— OBJECTIVE —
Do not include the pictures; repeat the rest of the data exactly.
┄┄┄┄┄┄┄┄┄┄┄┄┄┄┄┄┄┄┄┄
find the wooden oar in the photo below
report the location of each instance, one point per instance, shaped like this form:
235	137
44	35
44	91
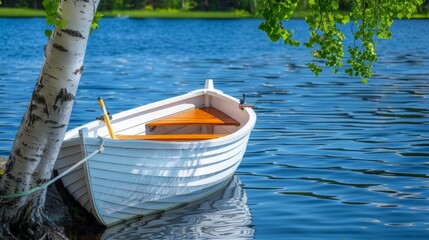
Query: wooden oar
106	118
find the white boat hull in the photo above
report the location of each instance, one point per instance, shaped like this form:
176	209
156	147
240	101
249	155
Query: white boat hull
132	178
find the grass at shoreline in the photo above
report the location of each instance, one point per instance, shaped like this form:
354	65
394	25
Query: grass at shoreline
165	13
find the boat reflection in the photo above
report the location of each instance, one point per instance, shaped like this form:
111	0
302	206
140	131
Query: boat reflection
222	215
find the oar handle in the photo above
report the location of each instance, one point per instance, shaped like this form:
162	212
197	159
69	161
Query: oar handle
106	118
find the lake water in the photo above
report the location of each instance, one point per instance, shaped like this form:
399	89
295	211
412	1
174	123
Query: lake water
329	158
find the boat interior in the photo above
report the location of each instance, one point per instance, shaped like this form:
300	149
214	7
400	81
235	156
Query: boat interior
192	125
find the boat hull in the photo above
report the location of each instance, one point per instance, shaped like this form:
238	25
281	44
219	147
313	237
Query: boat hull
133	178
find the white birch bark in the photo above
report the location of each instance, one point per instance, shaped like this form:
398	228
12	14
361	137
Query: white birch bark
43	126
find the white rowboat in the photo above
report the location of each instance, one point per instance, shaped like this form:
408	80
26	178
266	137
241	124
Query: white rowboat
166	154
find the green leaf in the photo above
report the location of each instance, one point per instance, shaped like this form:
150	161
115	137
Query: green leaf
48	33
62	23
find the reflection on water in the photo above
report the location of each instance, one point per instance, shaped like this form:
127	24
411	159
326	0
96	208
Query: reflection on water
223	215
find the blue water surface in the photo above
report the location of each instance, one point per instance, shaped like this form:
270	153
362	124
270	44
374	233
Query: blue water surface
329	158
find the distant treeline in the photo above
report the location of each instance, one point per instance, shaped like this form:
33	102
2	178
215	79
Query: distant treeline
196	5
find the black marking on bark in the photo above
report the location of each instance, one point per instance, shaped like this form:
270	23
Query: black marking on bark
73	33
64	96
33	118
59	47
37	98
79	70
49	75
55	124
40	85
42	180
19	154
10	164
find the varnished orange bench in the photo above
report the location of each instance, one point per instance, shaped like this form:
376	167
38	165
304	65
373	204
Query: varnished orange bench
198	116
171	137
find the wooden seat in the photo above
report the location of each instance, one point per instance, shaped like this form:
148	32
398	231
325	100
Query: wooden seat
207	116
171	137
197	116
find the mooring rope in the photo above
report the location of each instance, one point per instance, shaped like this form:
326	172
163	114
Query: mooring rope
100	149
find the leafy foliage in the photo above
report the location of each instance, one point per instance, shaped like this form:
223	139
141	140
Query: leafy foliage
368	19
53	15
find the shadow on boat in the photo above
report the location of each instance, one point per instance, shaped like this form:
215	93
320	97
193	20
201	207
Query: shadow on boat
222	215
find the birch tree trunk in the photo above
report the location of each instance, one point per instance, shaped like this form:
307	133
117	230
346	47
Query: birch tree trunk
43	126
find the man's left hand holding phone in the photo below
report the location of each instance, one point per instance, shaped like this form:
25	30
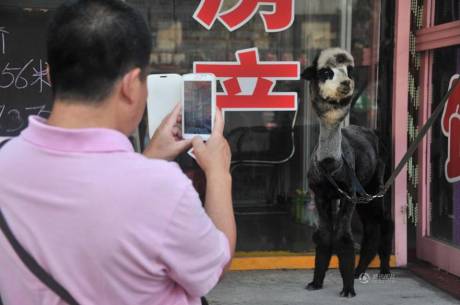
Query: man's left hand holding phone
213	157
166	92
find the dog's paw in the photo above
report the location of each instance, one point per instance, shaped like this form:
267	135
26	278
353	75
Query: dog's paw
358	274
313	286
385	275
348	292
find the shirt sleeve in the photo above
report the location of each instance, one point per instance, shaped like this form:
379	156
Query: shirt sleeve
195	252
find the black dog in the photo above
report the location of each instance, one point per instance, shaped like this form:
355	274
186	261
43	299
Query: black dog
331	88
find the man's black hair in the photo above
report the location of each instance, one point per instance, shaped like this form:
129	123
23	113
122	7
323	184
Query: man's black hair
93	43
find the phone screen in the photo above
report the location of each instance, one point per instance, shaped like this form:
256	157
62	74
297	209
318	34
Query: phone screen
197	107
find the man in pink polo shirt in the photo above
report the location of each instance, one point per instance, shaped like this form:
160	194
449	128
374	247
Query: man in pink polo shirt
110	225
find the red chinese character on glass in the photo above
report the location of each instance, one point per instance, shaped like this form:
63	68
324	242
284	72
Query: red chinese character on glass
278	19
451	128
248	83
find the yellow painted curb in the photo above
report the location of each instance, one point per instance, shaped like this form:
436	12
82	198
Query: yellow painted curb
242	262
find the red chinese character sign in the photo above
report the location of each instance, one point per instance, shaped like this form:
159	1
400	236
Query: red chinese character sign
248	82
278	19
451	129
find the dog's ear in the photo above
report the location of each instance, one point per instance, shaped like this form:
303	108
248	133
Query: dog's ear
309	73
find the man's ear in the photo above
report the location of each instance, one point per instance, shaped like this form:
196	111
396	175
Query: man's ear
130	84
48	74
309	73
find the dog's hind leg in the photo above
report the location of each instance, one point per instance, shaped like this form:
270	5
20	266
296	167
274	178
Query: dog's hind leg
344	244
386	242
323	240
370	241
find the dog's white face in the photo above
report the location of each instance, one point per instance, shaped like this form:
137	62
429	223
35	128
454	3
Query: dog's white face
333	73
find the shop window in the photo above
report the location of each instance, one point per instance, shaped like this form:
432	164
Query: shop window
446	11
445	151
271	149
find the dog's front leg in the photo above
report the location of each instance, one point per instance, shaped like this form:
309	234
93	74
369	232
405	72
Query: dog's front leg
323	240
345	247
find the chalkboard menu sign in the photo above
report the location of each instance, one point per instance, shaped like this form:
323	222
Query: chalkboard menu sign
24	86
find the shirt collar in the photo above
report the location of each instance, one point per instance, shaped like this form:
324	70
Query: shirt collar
75	140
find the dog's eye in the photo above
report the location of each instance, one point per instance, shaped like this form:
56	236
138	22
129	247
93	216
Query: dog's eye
350	70
325	73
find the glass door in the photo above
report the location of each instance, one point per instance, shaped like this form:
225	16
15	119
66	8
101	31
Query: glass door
┄┄┄┄┄┄┄┄┄┄┄┄┄┄┄┄┄┄┄┄
— TASK ANSWER —
find the wooden oar in the photo below
report the location of each instance, one point per instance, shaped like this form:
235	137
44	35
44	91
Query: wooden oar
106	118
find the white boat hull in the photo above
report the location of each instance, one point per instance, shaped like this form:
176	209
156	147
240	101
249	155
Query: white boat hull
132	178
find the grass at shoreline in the photo above
report the location of each instance, one point per instance, shaped like this form:
354	65
394	25
Query: grass at shoreline
165	13
find the boat reflection in the photo above
report the location of each instance, one point per instance, shaped like this form:
111	0
302	206
140	131
Query: boat reflection
222	215
find the oar handle in the photo above
report the location of each instance, one point per instance, shaped like this form:
162	212
197	159
69	161
Query: oar handle
106	118
find the lake water in the photo above
report the location of each instance, one point per instance, shaped like this form:
399	89
295	211
412	1
174	123
Query: lake water
329	158
find the boat interior in the photo above
report the location of each instance, one point per instance, shaped like this form:
300	149
214	7
400	81
235	156
Query: boat interior
192	125
find the boat hull in the photo above
report the location of each instance, one point per instance, shaped like this form:
238	25
281	44
219	147
313	237
Query: boat hull
133	178
find the white birch bark in the photo above
report the location of each instance, one point per instance, shaped like this form:
398	228
12	14
361	137
Query: white birch bark
43	126
find the white rowboat in the photo above
report the location of each instance, one point per instance, shaped like this form:
408	80
26	178
266	137
241	124
Query: white rowboat
166	154
find the green leaf in the photo above
report the location of each instance, one point per instance, shaped like this form:
150	161
115	137
Query: green leaf
48	33
62	23
find the reflection on water in the photo above
report the location of each instance, one point per instance, shaped like this form:
127	24
411	159
326	0
96	208
Query: reflection on water
223	215
find the blue water surface in the photo above
report the location of each instance, one point per instance, shaped like this form:
270	153
362	124
270	44
374	233
Query: blue water surface
329	158
find the distant treeline in the photo above
report the location of each instance, one point per instance, shaped like this form:
33	102
2	178
215	79
Query: distant treeline
196	5
find the black marking on bark in the photo above
report the location of each instance, one point per instance, shaped like this form:
270	23
Query: black marking on bark
73	33
64	96
33	118
59	47
37	98
79	70
49	75
55	124
40	85
42	180
19	154
10	164
find the varnished orange bench in the photo above
report the location of each instance, one point per instance, shaped like this form:
376	167
38	165
304	65
373	204
Query: varnished orange bench
198	116
171	137
find the wooden seat in the photo above
report the location of each instance, one point per instance, shaped like this form:
148	32
398	231
325	100
Query: wooden seat
207	116
171	137
197	116
find the mooring rope in the photo above
report the location of each instance, one point per instance, shaped like this form:
326	172
163	114
Query: mooring rope
100	149
find the leafy foliage in the photo above
report the location of each instance, one point per instance, shaped like this form:
223	139
141	140
Query: leafy foliage
368	19
53	15
find the shadow on boat in the photo above
report the location of each instance, one point per instance, shaped like this form:
215	93
320	97
193	20
201	207
Query: shadow on boat
222	215
find the birch tree trunk in the photo above
report the location of each instance, one point per instance, shaped like this form:
307	133
117	230
346	47
Query: birch tree trunk
43	126
find the man's left hand holding phone in the photo below
report the location of each instance, one point per instance, shaped like this form:
25	30
Query: man's left hand holding phone
213	157
166	92
find the dog's paw in the photo above
report the location of each instance, one point per instance, shaped like this form:
267	135
26	278
353	75
Query: dog's paw
358	274
313	286
385	275
348	292
find the shirt sleeve in the photo above
report the location of each instance, one point per instance, shaped like this form:
379	156
Query: shirt sleeve
195	252
find the black dog in the photo above
report the location of each instance, one point per instance, shaped like this form:
355	274
186	261
43	299
Query: black dog
331	88
find the man's black hair in the photo above
report the location of each instance, one point per instance, shaped like this form:
129	123
23	113
122	7
323	184
Query: man's black hair
93	43
find the phone screen in the photo above
report the location of each instance, one point per instance, shaped like this form:
256	157
62	74
297	209
318	34
Query: phone screen
197	107
find the man in pink polo shirt in the photo above
report the location of each instance, one point per instance, shaped like this form:
160	194
449	128
374	247
Query: man in pink polo shirt
110	225
find the red chinese character on glass in the photo above
report the location of each instance, one point per instance, shaped like this form:
63	68
324	242
284	72
Query: red chinese character on glass
278	19
451	128
248	83
find the yellow painted curb in the photo above
report the location of each instance, one point per instance, shaped like this form:
436	12
82	198
Query: yellow painted curb
242	262
find the red chinese character sign in the photo above
report the location of each instance, one point per instance, shaped like this form:
159	1
400	236
Query: red chinese character sign
248	82
278	19
451	129
find the dog's ear in the photo above
report the location of each instance, one point per instance, shaped like this form:
303	108
248	133
Query: dog's ear
309	73
find the man's ear in the photo above
report the location of each instance, one point per instance, shaped like this form:
196	111
396	175
Query: man's ear
130	84
48	74
309	73
find the dog's hind leg in the photo above
report the location of each instance, one point per instance, shaped like this form:
270	5
20	266
296	167
274	178
Query: dog's hind leg
344	244
386	242
323	240
370	241
find the dog's white face in the photo above
report the location of each instance, one point per instance, shaped like this form:
137	62
429	223
35	128
454	3
Query: dog's white face
333	73
find the shop window in the photo above
report the location of each instance, one point per instance, shaped like this form:
432	164
Query: shop window
446	11
445	151
271	149
find the dog's front leg in the photo above
report the location of each instance, one point per instance, shaped like this form:
309	234
93	74
369	232
405	72
Query: dog's front leg
323	240
345	247
find the chalkboard menu sign in the photo above
report the location of each instance, one point per instance, shaped like this form:
323	222
Query: chalkboard menu sign
24	86
find the shirt collar in the photo above
report the location of each instance, one point per instance, shaped like this form:
324	70
Query: shirt collar
75	140
find the dog's eye in the photo above
report the location of each instance, one point per instance, shaped like this form:
56	236
138	22
129	247
93	216
Query: dog's eye
350	70
325	73
find the glass door in the photo above
report the location of each instance, one point per instance, shaped like this form:
225	16
15	119
66	8
101	31
Query: glass door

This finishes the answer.